Dataset entries:
══════

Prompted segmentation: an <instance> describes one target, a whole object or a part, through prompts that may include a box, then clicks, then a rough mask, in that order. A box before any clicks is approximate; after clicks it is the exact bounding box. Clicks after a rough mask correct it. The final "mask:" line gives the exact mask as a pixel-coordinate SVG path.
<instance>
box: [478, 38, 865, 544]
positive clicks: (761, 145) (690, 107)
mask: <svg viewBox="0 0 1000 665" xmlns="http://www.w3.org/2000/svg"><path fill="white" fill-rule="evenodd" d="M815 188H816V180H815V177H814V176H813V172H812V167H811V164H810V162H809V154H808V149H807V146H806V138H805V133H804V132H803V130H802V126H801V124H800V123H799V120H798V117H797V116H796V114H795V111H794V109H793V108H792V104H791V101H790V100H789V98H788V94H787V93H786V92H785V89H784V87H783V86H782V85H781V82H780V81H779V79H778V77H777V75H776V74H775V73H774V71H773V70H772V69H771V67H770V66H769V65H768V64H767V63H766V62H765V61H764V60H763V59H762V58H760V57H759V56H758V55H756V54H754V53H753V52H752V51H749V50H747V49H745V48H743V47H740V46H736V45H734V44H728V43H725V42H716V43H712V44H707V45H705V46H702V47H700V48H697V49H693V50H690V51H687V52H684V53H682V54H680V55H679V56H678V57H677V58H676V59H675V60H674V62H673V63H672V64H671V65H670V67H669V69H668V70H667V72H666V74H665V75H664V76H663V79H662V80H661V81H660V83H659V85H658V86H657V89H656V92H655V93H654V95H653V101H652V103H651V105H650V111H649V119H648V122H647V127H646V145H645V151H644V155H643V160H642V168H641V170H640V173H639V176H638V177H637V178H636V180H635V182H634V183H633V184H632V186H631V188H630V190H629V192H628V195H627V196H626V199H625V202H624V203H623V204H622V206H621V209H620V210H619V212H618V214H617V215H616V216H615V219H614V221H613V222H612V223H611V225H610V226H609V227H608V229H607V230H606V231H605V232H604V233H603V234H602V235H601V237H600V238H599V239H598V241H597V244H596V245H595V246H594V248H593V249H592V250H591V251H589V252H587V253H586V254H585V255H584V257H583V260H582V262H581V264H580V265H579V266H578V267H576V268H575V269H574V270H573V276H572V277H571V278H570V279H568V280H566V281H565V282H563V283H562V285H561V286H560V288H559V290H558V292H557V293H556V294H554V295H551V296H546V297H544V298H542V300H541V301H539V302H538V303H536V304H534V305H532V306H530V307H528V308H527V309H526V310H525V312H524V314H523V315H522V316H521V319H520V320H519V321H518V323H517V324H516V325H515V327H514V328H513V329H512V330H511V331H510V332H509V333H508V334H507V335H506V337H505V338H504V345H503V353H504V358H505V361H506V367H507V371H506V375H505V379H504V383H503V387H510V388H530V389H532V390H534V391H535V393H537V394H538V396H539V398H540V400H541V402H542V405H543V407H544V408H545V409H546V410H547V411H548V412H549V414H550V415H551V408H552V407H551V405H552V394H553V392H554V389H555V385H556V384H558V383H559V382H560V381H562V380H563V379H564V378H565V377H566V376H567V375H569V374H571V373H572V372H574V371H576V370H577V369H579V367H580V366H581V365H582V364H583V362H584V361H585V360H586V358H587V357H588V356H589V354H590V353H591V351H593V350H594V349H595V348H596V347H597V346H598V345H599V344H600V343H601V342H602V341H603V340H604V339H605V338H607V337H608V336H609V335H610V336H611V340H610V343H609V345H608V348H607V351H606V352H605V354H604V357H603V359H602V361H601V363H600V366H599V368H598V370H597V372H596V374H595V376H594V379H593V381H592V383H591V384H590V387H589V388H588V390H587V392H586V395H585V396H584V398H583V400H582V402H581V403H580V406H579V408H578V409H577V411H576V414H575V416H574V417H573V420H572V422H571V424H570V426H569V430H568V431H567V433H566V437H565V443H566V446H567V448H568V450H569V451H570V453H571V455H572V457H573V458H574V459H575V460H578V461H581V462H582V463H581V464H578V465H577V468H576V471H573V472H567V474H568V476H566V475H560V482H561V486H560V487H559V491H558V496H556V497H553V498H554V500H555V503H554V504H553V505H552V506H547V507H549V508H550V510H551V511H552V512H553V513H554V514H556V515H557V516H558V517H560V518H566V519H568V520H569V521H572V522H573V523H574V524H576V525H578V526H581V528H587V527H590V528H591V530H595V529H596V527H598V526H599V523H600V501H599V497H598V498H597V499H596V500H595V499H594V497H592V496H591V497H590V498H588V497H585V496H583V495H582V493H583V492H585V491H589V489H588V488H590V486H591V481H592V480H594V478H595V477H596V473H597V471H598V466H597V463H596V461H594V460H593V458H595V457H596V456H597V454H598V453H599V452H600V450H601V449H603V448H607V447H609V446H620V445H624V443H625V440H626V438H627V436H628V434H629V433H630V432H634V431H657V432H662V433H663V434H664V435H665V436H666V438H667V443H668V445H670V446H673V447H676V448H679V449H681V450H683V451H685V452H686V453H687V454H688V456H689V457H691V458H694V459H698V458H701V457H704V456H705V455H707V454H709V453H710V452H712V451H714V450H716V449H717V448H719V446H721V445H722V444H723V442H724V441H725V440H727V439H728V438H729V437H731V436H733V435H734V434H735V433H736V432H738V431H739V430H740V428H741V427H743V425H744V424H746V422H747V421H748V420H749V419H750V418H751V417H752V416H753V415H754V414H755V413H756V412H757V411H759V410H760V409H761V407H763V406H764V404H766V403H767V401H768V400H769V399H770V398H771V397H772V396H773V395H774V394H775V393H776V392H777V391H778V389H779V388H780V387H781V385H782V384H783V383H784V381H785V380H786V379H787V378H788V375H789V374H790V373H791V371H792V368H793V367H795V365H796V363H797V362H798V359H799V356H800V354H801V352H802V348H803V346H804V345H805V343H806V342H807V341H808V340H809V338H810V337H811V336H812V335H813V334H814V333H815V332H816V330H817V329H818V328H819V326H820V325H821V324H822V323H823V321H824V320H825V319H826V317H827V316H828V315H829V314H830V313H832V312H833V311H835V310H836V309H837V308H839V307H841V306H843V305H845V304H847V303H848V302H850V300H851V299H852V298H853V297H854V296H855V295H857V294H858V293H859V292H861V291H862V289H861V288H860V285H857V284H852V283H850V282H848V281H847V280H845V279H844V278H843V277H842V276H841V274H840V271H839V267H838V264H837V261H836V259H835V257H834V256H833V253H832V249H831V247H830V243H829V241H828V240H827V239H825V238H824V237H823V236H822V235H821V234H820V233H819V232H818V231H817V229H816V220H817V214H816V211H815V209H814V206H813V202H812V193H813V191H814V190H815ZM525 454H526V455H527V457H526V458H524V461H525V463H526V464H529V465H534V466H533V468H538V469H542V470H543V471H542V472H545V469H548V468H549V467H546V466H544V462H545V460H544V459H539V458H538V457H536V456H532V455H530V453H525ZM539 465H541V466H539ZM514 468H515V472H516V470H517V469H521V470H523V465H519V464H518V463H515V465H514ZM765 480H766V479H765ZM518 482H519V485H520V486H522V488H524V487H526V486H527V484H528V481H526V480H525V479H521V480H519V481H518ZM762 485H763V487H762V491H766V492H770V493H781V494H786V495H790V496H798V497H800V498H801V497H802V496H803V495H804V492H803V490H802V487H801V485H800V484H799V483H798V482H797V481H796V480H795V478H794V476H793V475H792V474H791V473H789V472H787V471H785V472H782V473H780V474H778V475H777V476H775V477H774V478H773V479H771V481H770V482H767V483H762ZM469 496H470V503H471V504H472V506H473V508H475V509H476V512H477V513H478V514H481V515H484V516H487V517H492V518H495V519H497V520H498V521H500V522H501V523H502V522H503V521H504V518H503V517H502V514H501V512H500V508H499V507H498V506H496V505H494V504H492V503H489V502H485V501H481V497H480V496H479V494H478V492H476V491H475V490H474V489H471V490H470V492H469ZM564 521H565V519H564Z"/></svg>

══════

Activity:
Copy out every line from the material above in which the word "clicks" appears.

Your solution:
Prompted segmentation: an <instance> describes one target, a whole object or a part, through prompts that may include a box, then clicks, then a rough mask, in that order. A box before any clicks is approximate; after clicks it is the exact bounding box. Clicks after a rough mask correct it. The final "mask:" line gives the exact mask as a pixel-coordinate SVG path.
positive clicks: (761, 145) (690, 107)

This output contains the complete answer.